EXERCISE OBJECTIVE – Rewrite every line of the listing below as a JSON list of strings, one string per line, with blank lines and pictures left out.
▼
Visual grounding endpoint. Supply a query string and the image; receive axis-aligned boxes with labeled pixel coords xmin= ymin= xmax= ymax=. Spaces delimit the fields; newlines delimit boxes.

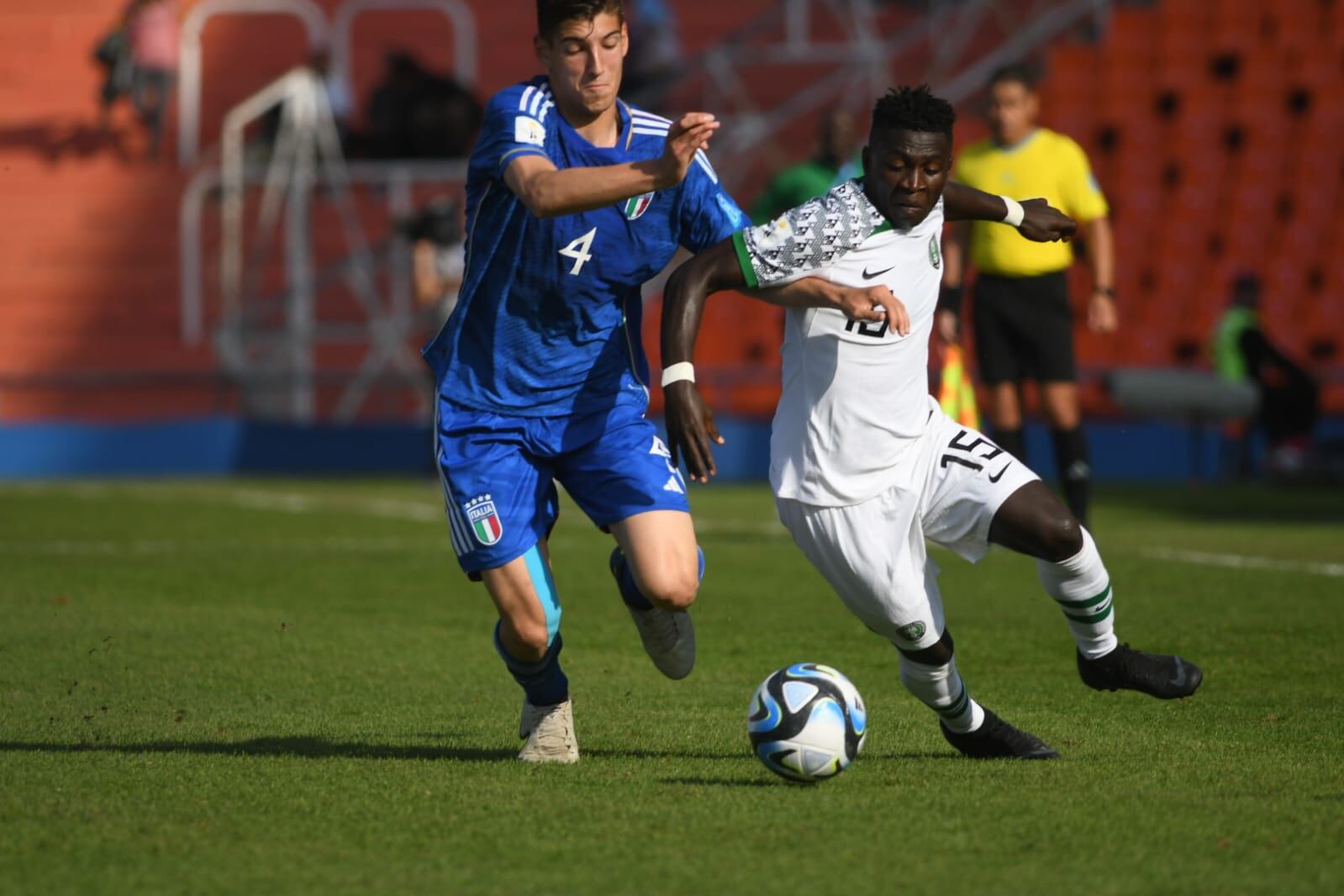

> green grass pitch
xmin=0 ymin=481 xmax=1344 ymax=894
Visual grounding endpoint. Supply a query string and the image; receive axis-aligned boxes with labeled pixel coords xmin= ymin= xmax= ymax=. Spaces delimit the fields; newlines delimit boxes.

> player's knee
xmin=640 ymin=572 xmax=700 ymax=610
xmin=897 ymin=630 xmax=953 ymax=667
xmin=1041 ymin=508 xmax=1083 ymax=563
xmin=507 ymin=618 xmax=551 ymax=662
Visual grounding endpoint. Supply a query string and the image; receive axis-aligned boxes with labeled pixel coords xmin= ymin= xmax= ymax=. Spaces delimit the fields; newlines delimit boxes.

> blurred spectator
xmin=125 ymin=0 xmax=179 ymax=155
xmin=1214 ymin=274 xmax=1320 ymax=474
xmin=407 ymin=200 xmax=466 ymax=330
xmin=621 ymin=0 xmax=684 ymax=114
xmin=361 ymin=51 xmax=484 ymax=159
xmin=308 ymin=47 xmax=355 ymax=139
xmin=751 ymin=108 xmax=863 ymax=224
xmin=92 ymin=9 xmax=132 ymax=128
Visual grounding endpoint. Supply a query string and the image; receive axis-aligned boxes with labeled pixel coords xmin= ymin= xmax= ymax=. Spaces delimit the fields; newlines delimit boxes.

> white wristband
xmin=662 ymin=361 xmax=695 ymax=388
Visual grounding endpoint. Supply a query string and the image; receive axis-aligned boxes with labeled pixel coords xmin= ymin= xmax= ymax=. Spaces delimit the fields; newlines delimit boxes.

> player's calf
xmin=610 ymin=548 xmax=704 ymax=678
xmin=898 ymin=630 xmax=985 ymax=734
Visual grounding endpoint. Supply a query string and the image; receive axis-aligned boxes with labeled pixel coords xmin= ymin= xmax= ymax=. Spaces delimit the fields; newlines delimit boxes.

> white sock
xmin=900 ymin=654 xmax=985 ymax=734
xmin=1036 ymin=530 xmax=1117 ymax=660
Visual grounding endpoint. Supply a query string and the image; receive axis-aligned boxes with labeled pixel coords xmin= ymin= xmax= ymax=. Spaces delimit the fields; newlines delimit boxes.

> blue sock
xmin=612 ymin=548 xmax=704 ymax=610
xmin=494 ymin=622 xmax=570 ymax=707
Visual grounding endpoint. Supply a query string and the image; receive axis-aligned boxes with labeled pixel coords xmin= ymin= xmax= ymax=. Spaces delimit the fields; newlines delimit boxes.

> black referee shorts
xmin=974 ymin=271 xmax=1077 ymax=386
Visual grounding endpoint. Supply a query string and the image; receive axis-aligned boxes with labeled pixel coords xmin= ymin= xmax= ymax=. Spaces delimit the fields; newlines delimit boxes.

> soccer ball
xmin=747 ymin=662 xmax=868 ymax=782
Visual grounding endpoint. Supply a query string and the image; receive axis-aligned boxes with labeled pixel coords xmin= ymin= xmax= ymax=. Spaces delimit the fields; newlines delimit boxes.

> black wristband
xmin=938 ymin=283 xmax=962 ymax=317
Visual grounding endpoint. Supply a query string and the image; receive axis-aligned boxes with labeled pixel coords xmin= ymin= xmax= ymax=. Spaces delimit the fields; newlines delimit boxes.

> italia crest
xmin=462 ymin=494 xmax=504 ymax=546
xmin=625 ymin=193 xmax=653 ymax=220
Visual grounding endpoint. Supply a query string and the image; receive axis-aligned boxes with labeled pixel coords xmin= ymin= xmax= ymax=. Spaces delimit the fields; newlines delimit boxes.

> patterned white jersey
xmin=732 ymin=180 xmax=942 ymax=507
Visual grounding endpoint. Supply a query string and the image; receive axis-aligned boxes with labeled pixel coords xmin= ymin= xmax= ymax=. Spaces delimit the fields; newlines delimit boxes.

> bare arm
xmin=1083 ymin=218 xmax=1120 ymax=333
xmin=504 ymin=112 xmax=719 ymax=218
xmin=411 ymin=239 xmax=444 ymax=305
xmin=934 ymin=193 xmax=1078 ymax=344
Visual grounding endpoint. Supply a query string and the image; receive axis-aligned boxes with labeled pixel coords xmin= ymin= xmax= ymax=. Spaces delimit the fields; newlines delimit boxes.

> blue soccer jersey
xmin=424 ymin=76 xmax=749 ymax=416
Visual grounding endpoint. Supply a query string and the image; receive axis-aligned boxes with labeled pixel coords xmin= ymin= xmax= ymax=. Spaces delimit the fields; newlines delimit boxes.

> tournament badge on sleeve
xmin=938 ymin=345 xmax=980 ymax=430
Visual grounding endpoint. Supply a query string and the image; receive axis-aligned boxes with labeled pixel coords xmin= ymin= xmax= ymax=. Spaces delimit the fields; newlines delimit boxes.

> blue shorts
xmin=434 ymin=396 xmax=691 ymax=573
▲
ANSWER FOR THIS EXERCISE –
[
  "Visual grounding endpoint. Supply a query string and the image; receive axis-aligned boxes with labeled pixel coords xmin= ymin= xmax= ymax=. Spaces delimit the fields; newlines delimit boxes.",
  "> green grass pitch",
  "xmin=0 ymin=481 xmax=1344 ymax=894",
  "Visual grounding endpoint. Supply a query string and the image; receive axis-aligned boxes with labeled pixel coords xmin= ymin= xmax= ymax=. Spaces delimit the fields; newlines delimit boxes.",
  "> player's knee",
  "xmin=640 ymin=572 xmax=700 ymax=610",
  "xmin=897 ymin=630 xmax=953 ymax=667",
  "xmin=1041 ymin=508 xmax=1083 ymax=563",
  "xmin=507 ymin=618 xmax=551 ymax=662",
  "Visual grounding endpoint. Supply a query string and the image; receive axis-aligned boxes with labeled pixel coords xmin= ymin= xmax= ymax=. Spaces delimit the fields; newlines delimit boxes.",
  "> blurred spectator",
  "xmin=125 ymin=0 xmax=179 ymax=155",
  "xmin=1214 ymin=274 xmax=1320 ymax=474",
  "xmin=407 ymin=200 xmax=466 ymax=330",
  "xmin=621 ymin=0 xmax=684 ymax=114",
  "xmin=361 ymin=51 xmax=484 ymax=159",
  "xmin=308 ymin=47 xmax=355 ymax=139",
  "xmin=751 ymin=108 xmax=863 ymax=224",
  "xmin=92 ymin=9 xmax=132 ymax=128",
  "Visual grounding endpoint. Supply a query string and the image; receive axis-aligned boxes with labeled pixel coords xmin= ymin= xmax= ymax=. Spaces delimit the fields; newlines delimit boxes.",
  "> white wristband",
  "xmin=662 ymin=361 xmax=695 ymax=388",
  "Visual grounding endpoint. Supply a query string and the image; receive axis-aligned boxes with labeled pixel coords xmin= ymin= xmax= ymax=. Spaces delimit the fields; newlines delimit boxes.",
  "> player's calf",
  "xmin=610 ymin=548 xmax=704 ymax=678",
  "xmin=898 ymin=630 xmax=985 ymax=734",
  "Visual grounding endpoint. Supply a query string and the image; receive axis-aligned boxes with labeled pixel coords xmin= ymin= xmax= ymax=. Spaces delimit the fields; newlines delimit boxes.",
  "> white sock",
  "xmin=900 ymin=654 xmax=985 ymax=734",
  "xmin=1036 ymin=530 xmax=1117 ymax=660",
  "Visual grounding endpoint. Supply a query string and the image; receive axis-aligned boxes with labeled pixel coords xmin= ymin= xmax= ymax=. Spaces delimit the fields; newlines delimit boxes.",
  "> blue sock",
  "xmin=612 ymin=548 xmax=704 ymax=610",
  "xmin=494 ymin=622 xmax=570 ymax=707",
  "Visual grounding endpoint. Supply a query string and the image; receive axis-aligned boxes with labeled pixel coords xmin= ymin= xmax= ymax=. Spaces delimit the fields; newlines delimit boxes.",
  "> black referee shorts",
  "xmin=974 ymin=271 xmax=1077 ymax=386",
  "Visual grounding endpoint. Supply a query string and the image; receive axis-aligned boxes with labeled pixel coords xmin= ymin= xmax= ymax=. Spaces delimit the fields; newlines delimit boxes.",
  "> soccer ball",
  "xmin=747 ymin=662 xmax=868 ymax=782",
  "Visual grounding endpoint. Supply a query string and the image; receive axis-aligned boxes with labeled pixel coords xmin= ymin= xmax= ymax=. Spaces delimit the fields; newlines delimit boxes.",
  "> black wristband",
  "xmin=938 ymin=283 xmax=962 ymax=317",
  "Visual grounding endpoint. Supply a query string and the image; receive axis-aligned boxes with labeled pixel coords xmin= ymin= xmax= ymax=. Spaces delimit the fields; newlines delimit boxes.",
  "> italia crest",
  "xmin=462 ymin=494 xmax=504 ymax=546",
  "xmin=625 ymin=193 xmax=653 ymax=220",
  "Visual grounding endpoint. Supply a query string and the image; receive axis-aligned boxes with labeled pixel coords xmin= ymin= xmax= ymax=. Spaces delimit the fields; newlines delimit boxes.",
  "> patterned white jersey",
  "xmin=732 ymin=180 xmax=942 ymax=507",
  "Visual grounding endpoint. Supply a query string and the image; receive axis-aligned boxes with labeled pixel coords xmin= ymin= xmax= ymax=. Spaces delimit the fields; newlines delimit boxes.",
  "> bare arm",
  "xmin=1083 ymin=218 xmax=1120 ymax=333",
  "xmin=504 ymin=112 xmax=719 ymax=218",
  "xmin=411 ymin=239 xmax=444 ymax=305",
  "xmin=934 ymin=193 xmax=1078 ymax=344",
  "Visual grounding endpoint. Supply a query string and the image; receive axis-aligned boxes with labeled pixel coords xmin= ymin= xmax= ymax=. Spaces delimit the fields; newlines delimit boxes.",
  "> blue soccer jersey",
  "xmin=424 ymin=76 xmax=749 ymax=416",
  "Visual grounding endpoint. Supply a query string and the image; receive axis-aligned boxes with labeled pixel coords xmin= ymin= xmax= ymax=. Spaces delimit the fields; newlines delimit boxes.",
  "> tournament badge on sleeve",
  "xmin=938 ymin=345 xmax=980 ymax=430",
  "Visual grounding endpoint. Supply a query string and the image; receive axis-aligned boxes with labeled pixel coords xmin= ymin= xmax= ymax=. Spaces delimit the fields; newlines delimit boxes.",
  "> blue shorts",
  "xmin=434 ymin=396 xmax=691 ymax=573"
]